# Your instructions
Write out each of the entries below word for word, without changing anything.

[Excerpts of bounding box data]
=-=-=-=-=
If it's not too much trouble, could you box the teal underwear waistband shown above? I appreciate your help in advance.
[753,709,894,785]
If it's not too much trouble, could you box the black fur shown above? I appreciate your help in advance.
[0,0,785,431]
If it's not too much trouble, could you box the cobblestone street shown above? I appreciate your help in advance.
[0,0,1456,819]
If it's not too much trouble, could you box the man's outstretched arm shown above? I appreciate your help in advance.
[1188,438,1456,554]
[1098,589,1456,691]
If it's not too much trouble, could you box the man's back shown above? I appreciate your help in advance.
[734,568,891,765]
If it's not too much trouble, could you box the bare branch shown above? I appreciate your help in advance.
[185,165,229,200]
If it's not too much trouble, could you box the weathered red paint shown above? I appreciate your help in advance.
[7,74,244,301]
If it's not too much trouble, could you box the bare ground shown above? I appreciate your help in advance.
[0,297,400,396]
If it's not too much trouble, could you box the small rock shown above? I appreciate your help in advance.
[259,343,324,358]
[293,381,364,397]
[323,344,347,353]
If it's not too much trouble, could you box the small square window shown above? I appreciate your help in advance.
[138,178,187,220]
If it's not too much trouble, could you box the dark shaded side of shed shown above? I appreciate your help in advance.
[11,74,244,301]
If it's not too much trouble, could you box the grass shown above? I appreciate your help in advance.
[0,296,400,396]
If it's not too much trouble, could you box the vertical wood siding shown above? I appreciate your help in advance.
=-=-=-=-=
# Solution for this task
If it's not too much trouble, could you box the teal underwear waistband shown above? I appreciate your help in advance.
[753,709,894,785]
If it's not too much trouble, could you box the black fur shown above? I appreciate your help in advance.
[0,0,785,431]
If it's not too much trouble, could you box the cobblestone street shown above? I appreciate your help in advance.
[0,0,1456,819]
If it's not too much trouble, could you box the man's outstretched arm shown above? I appreciate your help in advance.
[1188,438,1456,554]
[1098,589,1456,691]
If it's not too much trouble, could you box the man's back shown above? I appreciate your help in advance.
[734,568,891,765]
If it's not too much trouble, could you box the bare branch shown above? I appreciate your help in advance.
[185,165,229,200]
If it's not too much trouble, could you box the weathered red paint shown above? I appreciate your help in advance.
[7,74,244,301]
If it's not too much trouble, could you box the bare ground shown above? I appreciate your help in advance.
[0,297,400,396]
If it's not too much trouble, could you box the small rock shown above? I appreciate your help in advance.
[259,343,324,358]
[293,381,364,397]
[323,344,347,353]
If it's not too much trouble, could you box the small square window shown above? I appreciate your help in advance.
[138,178,187,220]
If it's not too much trouble, could you box the dark shaded side of shed shown above? I appreciate your help in advance.
[11,74,244,301]
If it's not too much trouble, could you box the grass shown above? I appreciate your help in advance.
[0,296,400,396]
If it's not too much trouble, could you box the vertical wood siding shown above? I appreciate your help in advance.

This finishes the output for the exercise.